**Excerpt to read**
Composed in Aix in 1920, they were originally for voice and chamber ensemble: Flute, clarinet, bassoon, violin, viola, cello and bass. Milhaud composed 265 songs and this miniature cycle is one of the most lyrical of his compositions. They were premiered in Paris in 1932 by the singer Madame Martine and conducted by Roger Desormière. He lived opposite Milhaud and would take him out with his motorcycle and sidecar, visiting the country round about Paris. Desormière’s great talents promoted and defended his comrades’ work and his experience in film music lead to a collaboration with Milhaud and Honegger on film scores in the 1940’s.
 
‘Catalogue de Fleurs’ for solo voice with piano was written in Aix, in April 1920 and received its first performance in 1922, at Paris Conservatoire with the voice of Madame Martine. Both setting are dedicated to the memory of Guy Pierre Fauconnet, a French painter, who designed avant-garde scenery, costumes and masks and died in tragic circumstances while lighting a fire at home. He was the first of the group to die in the post-war period.

**Excerpted records**
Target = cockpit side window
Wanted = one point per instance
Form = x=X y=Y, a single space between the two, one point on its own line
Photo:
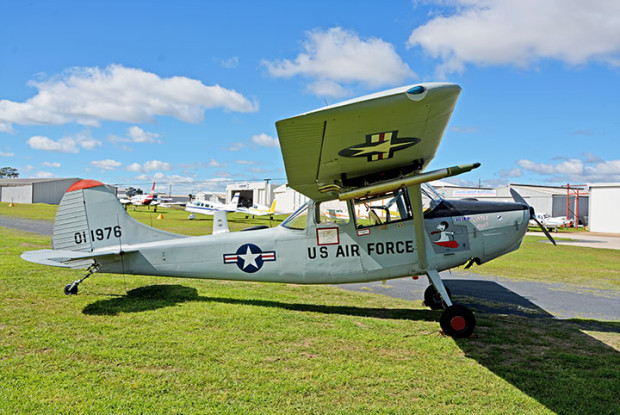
x=382 y=209
x=333 y=211
x=298 y=219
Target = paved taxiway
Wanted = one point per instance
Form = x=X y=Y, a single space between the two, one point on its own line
x=482 y=293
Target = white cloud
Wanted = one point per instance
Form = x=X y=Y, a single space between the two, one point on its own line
x=65 y=144
x=230 y=63
x=166 y=178
x=116 y=93
x=265 y=140
x=516 y=172
x=590 y=170
x=138 y=135
x=43 y=175
x=51 y=164
x=340 y=56
x=106 y=164
x=215 y=163
x=521 y=32
x=234 y=147
x=327 y=88
x=258 y=170
x=149 y=166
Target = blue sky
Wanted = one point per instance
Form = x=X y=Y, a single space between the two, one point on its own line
x=187 y=93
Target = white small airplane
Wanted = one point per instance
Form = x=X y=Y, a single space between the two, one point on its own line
x=549 y=222
x=262 y=210
x=205 y=207
x=369 y=151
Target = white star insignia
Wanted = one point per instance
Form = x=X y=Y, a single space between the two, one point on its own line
x=249 y=258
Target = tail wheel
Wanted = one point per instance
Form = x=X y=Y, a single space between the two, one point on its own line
x=432 y=298
x=457 y=321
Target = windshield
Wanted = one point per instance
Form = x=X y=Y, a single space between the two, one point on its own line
x=298 y=219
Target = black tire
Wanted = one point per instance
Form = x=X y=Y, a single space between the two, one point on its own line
x=432 y=298
x=458 y=321
x=70 y=289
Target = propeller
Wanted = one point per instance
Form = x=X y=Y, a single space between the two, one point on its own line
x=519 y=199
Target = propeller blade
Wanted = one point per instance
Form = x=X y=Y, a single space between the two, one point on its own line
x=517 y=197
x=546 y=232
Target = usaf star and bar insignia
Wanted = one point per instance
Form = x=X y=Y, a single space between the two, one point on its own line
x=249 y=258
x=379 y=146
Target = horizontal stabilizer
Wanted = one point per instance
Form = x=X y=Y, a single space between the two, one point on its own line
x=68 y=259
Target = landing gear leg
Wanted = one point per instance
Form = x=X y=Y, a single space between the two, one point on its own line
x=71 y=289
x=456 y=320
x=432 y=298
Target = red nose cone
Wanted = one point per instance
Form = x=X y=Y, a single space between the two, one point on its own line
x=84 y=184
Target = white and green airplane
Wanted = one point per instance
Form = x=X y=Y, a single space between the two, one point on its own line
x=365 y=156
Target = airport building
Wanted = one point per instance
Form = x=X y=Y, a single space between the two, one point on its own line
x=604 y=199
x=251 y=193
x=34 y=190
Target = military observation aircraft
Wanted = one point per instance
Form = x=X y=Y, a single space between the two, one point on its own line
x=367 y=154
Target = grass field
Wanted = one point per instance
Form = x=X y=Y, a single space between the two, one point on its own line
x=159 y=345
x=537 y=260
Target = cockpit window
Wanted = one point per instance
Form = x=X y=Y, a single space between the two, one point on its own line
x=334 y=211
x=382 y=209
x=430 y=196
x=298 y=219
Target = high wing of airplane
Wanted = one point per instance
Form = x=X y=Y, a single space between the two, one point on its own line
x=206 y=207
x=364 y=155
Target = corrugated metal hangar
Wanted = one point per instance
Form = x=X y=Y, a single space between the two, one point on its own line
x=604 y=200
x=34 y=190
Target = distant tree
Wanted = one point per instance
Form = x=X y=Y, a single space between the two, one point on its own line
x=9 y=172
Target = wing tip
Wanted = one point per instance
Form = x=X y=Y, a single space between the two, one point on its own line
x=84 y=184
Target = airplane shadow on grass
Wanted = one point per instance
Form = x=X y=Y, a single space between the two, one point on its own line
x=553 y=361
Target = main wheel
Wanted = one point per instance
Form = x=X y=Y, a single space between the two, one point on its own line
x=432 y=298
x=457 y=321
x=70 y=289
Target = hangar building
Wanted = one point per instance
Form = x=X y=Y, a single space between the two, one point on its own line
x=604 y=199
x=34 y=190
x=251 y=193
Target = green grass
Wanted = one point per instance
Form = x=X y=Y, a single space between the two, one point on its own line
x=541 y=261
x=157 y=345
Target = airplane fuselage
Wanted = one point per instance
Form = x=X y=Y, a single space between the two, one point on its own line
x=329 y=253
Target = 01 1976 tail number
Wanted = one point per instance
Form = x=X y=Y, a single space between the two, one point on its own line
x=97 y=234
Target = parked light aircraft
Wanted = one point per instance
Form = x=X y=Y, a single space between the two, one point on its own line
x=206 y=207
x=261 y=210
x=366 y=151
x=549 y=222
x=141 y=200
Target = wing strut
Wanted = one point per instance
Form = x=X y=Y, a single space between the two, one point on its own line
x=415 y=193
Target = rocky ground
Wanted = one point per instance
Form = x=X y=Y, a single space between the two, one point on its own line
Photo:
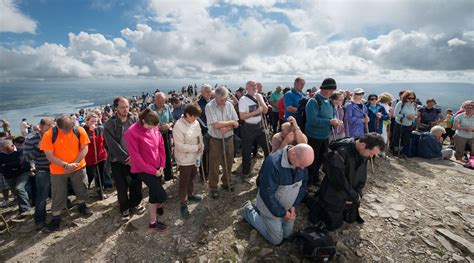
x=415 y=211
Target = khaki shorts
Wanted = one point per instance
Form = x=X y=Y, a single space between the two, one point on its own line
x=59 y=188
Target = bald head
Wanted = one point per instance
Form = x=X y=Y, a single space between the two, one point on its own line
x=301 y=155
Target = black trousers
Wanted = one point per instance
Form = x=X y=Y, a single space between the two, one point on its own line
x=275 y=119
x=93 y=173
x=129 y=187
x=156 y=192
x=320 y=147
x=168 y=168
x=252 y=133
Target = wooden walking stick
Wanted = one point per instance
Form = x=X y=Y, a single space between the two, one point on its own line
x=225 y=163
x=206 y=186
x=98 y=174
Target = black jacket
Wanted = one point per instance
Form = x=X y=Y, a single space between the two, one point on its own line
x=14 y=164
x=346 y=175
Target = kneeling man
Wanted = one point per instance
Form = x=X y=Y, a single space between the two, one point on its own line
x=283 y=179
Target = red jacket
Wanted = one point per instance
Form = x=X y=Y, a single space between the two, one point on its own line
x=98 y=141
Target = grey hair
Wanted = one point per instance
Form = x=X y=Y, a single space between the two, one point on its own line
x=438 y=128
x=206 y=86
x=221 y=92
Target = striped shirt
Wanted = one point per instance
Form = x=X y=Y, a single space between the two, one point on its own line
x=214 y=114
x=33 y=153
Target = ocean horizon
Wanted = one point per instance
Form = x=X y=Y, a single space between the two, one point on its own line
x=34 y=100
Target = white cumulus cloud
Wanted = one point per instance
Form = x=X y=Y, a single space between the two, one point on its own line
x=12 y=20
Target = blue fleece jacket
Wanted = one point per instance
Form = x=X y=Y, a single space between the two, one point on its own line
x=319 y=111
x=280 y=187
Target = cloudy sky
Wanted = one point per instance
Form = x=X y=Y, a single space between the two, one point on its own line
x=353 y=41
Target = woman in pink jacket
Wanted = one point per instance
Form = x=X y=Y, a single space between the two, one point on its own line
x=147 y=161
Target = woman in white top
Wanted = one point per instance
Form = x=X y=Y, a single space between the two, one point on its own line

**Aim of the exercise**
Copy the passage on Milhaud's song cycle word for word, from "Composed in Aix" to "in the 1940’s.".

**Exercise result**
Composed in Aix in 1920, they were originally for voice and chamber ensemble: Flute, clarinet, bassoon, violin, viola, cello and bass. Milhaud composed 265 songs and this miniature cycle is one of the most lyrical of his compositions. They were premiered in Paris in 1932 by the singer Madame Martine and conducted by Roger Desormière. He lived opposite Milhaud and would take him out with his motorcycle and sidecar, visiting the country round about Paris. Desormière’s great talents promoted and defended his comrades’ work and his experience in film music lead to a collaboration with Milhaud and Honegger on film scores in the 1940’s.